WORK TASK 1: According to the passage on starvation in Kenya, by about what percentage did tourism decline in 2008 compared with 2007?
WORK TASK 2: Continue the passage on starvation and struggle in Kenya from its last sentence.

Starvation and Struggle in Kenya
Two articles published last month describe some of the
dire problems facing Kenya. One article was from The New York Times and
the other from The Washington Post. Ten million people face starvation
in this East African country, partly due to the absence of farmers in
crucial food-producing areas who fled their homes last year and have
not returned due to threats from ethnic conflicts. Top Kenyan
politicians, who are among the highest paid in the world (even though
Kenya is one of the world’s poorest countries), have been implicated in
scandals involving tourism, fuel, guns and corn. The United Nations had
to request the resignation of the country’s policy chief and attorney
general after an investigation revealed that more than 500 people had
been killed by police death squads. Tourism has gone down about 35
percent in 2008 compared with 2007, leaving even more people
unemployed. Most of Kenya’s politicians are avoiding urgent issues like
ethnic conflict, land reform, constitutional reform, and the dangerous
culture of impunity.

GIVEN RECORDS:

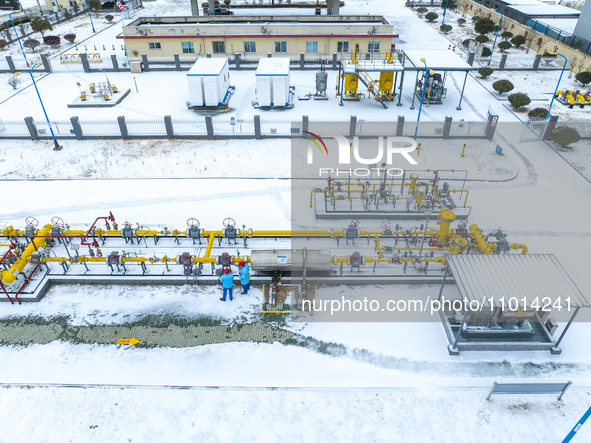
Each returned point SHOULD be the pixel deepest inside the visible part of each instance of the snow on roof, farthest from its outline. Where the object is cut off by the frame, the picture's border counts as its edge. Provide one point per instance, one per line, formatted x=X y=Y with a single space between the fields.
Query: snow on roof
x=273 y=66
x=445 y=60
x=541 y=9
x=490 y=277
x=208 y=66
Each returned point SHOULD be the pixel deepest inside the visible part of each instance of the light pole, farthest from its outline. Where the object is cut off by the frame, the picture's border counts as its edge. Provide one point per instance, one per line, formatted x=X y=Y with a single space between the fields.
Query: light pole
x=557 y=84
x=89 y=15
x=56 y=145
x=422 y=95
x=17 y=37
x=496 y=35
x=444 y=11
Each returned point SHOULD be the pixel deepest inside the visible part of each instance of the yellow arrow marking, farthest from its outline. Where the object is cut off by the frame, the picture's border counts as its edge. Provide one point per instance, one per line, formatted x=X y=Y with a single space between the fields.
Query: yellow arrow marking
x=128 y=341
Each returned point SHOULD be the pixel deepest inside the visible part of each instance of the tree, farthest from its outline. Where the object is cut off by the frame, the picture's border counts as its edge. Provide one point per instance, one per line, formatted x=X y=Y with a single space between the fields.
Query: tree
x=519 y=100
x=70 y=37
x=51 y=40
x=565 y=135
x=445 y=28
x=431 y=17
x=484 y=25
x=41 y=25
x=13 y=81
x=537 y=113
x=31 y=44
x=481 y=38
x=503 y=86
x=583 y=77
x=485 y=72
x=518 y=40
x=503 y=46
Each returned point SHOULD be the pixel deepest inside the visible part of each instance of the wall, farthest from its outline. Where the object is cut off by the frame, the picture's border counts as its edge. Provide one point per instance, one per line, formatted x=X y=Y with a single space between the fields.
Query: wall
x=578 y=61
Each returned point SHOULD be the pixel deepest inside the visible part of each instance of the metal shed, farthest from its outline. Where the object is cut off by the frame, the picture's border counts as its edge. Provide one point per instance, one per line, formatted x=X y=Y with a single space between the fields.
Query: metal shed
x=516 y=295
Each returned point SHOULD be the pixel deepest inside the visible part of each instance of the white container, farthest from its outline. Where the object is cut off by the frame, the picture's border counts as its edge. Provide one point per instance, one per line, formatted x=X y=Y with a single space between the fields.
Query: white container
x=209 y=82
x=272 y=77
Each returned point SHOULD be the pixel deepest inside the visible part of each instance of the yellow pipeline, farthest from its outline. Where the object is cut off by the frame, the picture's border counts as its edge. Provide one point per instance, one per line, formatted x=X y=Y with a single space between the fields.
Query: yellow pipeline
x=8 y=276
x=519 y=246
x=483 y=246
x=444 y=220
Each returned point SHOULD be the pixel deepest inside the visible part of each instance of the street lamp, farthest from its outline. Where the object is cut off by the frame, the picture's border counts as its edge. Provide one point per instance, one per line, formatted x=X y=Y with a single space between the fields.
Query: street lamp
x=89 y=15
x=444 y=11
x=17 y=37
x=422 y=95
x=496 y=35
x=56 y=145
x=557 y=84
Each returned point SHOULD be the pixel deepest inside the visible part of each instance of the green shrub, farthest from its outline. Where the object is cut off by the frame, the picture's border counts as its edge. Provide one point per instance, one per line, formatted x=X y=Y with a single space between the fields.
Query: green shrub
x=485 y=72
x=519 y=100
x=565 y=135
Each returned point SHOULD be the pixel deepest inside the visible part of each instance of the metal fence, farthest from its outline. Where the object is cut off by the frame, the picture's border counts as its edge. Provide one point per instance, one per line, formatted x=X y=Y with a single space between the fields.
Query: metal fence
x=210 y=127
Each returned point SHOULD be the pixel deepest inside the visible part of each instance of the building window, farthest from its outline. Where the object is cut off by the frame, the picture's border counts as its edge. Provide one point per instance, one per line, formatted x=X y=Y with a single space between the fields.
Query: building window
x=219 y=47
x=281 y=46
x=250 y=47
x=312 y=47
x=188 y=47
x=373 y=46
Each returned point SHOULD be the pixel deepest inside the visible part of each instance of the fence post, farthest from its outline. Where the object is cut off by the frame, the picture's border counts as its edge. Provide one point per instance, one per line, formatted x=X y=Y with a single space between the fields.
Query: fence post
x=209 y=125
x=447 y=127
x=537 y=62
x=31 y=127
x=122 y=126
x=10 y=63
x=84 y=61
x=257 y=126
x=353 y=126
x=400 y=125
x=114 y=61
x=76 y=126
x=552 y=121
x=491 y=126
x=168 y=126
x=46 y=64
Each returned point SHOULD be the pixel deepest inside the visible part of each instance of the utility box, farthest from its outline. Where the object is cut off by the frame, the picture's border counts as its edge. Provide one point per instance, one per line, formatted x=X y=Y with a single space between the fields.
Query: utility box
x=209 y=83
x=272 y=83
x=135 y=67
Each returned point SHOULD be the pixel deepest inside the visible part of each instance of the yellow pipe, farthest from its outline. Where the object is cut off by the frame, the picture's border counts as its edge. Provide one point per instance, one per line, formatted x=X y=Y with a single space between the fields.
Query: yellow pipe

ANSWER SECTION 1: About 35 percent.

ANSWER SECTION 2:
To make things worse, a virulent new version of a deadly fungus called stem rust is ravaging wheat in Kenya’s most fertile fields and threatening one of the world’s principal food crops. Although farmers thought they had defeated this fungus 50 years ago, researchers in South Africa and Minnesota discovered that stem rust had acquired the ability to break through the resistance that had protected wheat for decades. According to the United Nations’ Food and Agriculture Organization, eighty percent of Asian and African wheat varieties are now susceptible to stem rust. Since the fungus had spread to Iran, the FAO warned last March that “Afghanistan, India, Pakistan, Turkmenistan, Uzbekistan and Kazakhstan, all major wheat producers, are more threatened by the fungus and should be on high alert.” Following last year’s grain scarcity and food riots, the budding epidemic displays the fragility of the food supply in poor countries and show how vulnerable the ever-growing global population might be to deadly pathogens. Throughout the developing world and particularly in Kenya, hundreds of millions of small-scale farmers are vulnerable to such dangers.
Let us offer our prayers to Kenya and all those suffering from hunger-related problems throughout the world, and hope that international cooperation will help solve these problems.